# Do this:
Print exactly the lines from the one containing "Target: crowned statue" through the last line of the listing, both included.

# Task data:
□ □ □ □ □
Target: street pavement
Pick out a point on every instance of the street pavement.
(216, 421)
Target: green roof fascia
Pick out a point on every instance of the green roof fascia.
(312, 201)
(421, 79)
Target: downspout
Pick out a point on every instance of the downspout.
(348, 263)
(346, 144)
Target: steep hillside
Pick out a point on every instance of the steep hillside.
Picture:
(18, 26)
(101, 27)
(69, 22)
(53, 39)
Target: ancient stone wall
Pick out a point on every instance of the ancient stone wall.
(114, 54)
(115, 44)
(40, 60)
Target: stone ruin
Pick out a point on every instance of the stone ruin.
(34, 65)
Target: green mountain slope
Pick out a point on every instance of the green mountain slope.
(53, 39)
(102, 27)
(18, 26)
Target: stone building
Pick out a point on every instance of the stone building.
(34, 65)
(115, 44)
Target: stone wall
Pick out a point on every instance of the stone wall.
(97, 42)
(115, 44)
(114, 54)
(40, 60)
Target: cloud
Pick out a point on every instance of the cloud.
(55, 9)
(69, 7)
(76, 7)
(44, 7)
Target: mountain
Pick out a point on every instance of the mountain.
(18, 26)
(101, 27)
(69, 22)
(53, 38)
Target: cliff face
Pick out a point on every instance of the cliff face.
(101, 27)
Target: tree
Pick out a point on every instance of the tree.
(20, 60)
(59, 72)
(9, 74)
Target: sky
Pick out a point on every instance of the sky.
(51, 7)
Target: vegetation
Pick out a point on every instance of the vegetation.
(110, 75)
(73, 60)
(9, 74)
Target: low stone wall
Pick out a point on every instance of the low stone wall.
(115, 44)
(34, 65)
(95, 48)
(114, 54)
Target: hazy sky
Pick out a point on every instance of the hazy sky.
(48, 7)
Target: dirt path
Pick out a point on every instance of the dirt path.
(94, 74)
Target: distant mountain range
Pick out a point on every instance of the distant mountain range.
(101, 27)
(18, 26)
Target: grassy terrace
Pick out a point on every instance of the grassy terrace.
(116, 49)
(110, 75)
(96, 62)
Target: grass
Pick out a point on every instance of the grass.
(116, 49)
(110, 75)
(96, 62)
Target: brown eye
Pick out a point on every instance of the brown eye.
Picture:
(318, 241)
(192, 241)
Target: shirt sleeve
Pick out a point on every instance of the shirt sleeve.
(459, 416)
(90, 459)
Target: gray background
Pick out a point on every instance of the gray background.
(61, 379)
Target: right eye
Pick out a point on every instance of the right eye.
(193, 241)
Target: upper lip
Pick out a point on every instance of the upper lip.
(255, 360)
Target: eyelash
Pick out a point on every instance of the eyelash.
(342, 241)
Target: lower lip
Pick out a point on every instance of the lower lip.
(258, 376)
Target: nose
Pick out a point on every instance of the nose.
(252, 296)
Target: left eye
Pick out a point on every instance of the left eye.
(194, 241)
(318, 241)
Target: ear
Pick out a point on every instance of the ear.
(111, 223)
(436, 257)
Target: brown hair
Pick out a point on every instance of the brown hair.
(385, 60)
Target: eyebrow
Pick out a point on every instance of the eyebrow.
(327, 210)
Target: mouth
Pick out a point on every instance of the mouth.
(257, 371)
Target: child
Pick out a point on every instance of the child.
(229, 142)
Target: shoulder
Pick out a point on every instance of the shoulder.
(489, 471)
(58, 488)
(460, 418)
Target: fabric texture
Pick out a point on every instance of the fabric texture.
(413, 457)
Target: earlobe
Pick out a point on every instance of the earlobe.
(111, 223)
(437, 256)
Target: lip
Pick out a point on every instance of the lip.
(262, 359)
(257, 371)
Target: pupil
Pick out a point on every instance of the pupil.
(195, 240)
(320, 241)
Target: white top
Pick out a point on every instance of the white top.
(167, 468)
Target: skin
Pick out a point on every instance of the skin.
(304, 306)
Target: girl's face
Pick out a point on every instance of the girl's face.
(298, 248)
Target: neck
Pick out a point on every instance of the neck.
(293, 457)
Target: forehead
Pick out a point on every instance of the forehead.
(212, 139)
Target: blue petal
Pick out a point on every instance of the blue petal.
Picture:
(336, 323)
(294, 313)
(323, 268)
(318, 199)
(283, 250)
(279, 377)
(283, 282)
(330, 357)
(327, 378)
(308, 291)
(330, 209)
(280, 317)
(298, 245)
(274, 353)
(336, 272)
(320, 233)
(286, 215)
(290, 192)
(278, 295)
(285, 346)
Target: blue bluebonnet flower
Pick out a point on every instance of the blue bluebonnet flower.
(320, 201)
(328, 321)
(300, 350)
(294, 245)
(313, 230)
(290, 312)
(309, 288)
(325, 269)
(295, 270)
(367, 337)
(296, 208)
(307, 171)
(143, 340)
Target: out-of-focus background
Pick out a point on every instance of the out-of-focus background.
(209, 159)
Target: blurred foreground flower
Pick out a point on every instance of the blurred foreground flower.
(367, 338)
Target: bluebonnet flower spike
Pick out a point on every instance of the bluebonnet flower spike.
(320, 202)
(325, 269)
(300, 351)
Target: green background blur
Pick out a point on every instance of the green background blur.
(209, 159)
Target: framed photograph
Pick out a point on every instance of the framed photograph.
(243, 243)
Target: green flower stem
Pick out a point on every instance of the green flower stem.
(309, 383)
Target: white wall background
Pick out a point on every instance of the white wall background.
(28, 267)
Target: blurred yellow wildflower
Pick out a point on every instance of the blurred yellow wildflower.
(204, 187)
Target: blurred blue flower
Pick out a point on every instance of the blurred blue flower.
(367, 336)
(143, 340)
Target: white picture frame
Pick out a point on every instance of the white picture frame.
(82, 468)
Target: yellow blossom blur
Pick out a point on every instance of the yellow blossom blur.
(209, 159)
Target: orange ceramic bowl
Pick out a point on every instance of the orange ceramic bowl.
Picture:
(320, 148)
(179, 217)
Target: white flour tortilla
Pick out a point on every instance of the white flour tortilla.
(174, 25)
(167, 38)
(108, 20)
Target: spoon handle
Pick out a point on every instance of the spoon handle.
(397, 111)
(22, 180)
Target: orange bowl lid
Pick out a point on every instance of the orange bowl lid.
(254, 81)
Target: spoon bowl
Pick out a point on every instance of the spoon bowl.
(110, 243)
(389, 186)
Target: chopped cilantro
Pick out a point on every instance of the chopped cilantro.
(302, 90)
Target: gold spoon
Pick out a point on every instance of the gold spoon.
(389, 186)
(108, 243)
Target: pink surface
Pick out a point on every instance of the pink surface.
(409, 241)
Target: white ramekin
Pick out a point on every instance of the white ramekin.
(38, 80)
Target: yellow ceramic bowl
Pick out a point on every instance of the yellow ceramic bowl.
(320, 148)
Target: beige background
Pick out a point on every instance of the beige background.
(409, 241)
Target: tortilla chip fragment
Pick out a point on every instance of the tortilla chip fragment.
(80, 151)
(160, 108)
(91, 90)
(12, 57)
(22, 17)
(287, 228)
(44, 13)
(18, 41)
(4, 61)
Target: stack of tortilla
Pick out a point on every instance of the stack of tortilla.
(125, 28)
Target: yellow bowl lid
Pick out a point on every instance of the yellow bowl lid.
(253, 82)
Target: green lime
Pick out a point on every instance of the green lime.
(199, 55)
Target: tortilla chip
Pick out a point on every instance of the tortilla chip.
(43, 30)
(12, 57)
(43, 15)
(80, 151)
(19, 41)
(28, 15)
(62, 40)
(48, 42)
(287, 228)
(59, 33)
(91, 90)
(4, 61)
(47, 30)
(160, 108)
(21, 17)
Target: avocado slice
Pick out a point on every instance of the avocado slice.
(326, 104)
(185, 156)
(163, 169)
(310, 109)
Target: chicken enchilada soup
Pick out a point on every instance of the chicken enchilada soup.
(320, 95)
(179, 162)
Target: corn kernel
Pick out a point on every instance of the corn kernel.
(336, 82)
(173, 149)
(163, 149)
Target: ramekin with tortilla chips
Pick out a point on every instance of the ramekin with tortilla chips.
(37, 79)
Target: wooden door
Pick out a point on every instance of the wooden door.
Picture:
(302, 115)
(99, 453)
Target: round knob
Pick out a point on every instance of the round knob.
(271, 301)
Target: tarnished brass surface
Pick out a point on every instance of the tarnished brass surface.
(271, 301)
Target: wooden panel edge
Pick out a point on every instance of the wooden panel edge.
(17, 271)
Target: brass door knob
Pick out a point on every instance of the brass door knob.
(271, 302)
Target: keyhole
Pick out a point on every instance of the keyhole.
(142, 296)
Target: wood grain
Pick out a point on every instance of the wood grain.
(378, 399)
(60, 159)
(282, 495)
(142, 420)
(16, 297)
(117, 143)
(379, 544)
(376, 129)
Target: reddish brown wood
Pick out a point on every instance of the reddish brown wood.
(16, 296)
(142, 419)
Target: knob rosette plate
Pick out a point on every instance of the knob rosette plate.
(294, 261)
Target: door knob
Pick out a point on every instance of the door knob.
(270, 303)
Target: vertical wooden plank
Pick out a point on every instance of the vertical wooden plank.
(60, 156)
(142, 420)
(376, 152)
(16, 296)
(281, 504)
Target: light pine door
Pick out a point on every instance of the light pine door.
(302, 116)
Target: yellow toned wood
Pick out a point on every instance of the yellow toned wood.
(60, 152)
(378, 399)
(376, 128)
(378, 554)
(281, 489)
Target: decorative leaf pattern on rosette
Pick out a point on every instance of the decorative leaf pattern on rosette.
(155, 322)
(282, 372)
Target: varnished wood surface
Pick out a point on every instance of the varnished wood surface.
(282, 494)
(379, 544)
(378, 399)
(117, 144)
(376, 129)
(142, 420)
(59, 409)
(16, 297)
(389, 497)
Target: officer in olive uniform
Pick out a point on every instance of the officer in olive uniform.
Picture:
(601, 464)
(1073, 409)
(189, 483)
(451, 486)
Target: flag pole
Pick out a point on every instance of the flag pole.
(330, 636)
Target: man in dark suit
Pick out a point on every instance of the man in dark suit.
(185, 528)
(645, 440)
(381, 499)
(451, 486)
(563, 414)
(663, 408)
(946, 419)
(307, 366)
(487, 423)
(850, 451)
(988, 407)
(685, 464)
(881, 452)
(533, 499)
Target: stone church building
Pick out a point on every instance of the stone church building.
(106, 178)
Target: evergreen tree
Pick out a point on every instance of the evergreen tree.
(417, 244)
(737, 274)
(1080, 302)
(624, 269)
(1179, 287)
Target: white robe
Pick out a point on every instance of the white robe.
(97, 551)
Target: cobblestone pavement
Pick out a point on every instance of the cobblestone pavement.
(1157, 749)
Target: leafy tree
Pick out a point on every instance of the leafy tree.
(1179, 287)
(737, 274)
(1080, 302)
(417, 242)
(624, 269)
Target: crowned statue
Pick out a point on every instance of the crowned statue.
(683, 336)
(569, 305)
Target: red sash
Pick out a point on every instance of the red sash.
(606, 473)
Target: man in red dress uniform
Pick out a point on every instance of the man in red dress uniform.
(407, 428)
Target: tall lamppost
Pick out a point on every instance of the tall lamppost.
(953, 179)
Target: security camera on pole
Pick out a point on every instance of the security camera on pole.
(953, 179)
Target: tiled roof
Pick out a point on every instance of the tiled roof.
□ □ □ □ □
# Response to the task:
Target: crowned statue
Pick out a point on every instance of the crowned statue.
(683, 336)
(569, 305)
Target: red sash
Pick out a point on every instance of the red sash.
(606, 473)
Target: man in red dress uniform
Pick out a point on every instance of the man in red dress uniform.
(407, 428)
Target: tall lamppost
Pick out a point on every instance of the tall lamppost.
(953, 179)
Target: security camera on pole
Pick out a point on every instance of the security camera on pole.
(953, 179)
Target: tiled roof
Pick out a point on every instance of the tiled roof.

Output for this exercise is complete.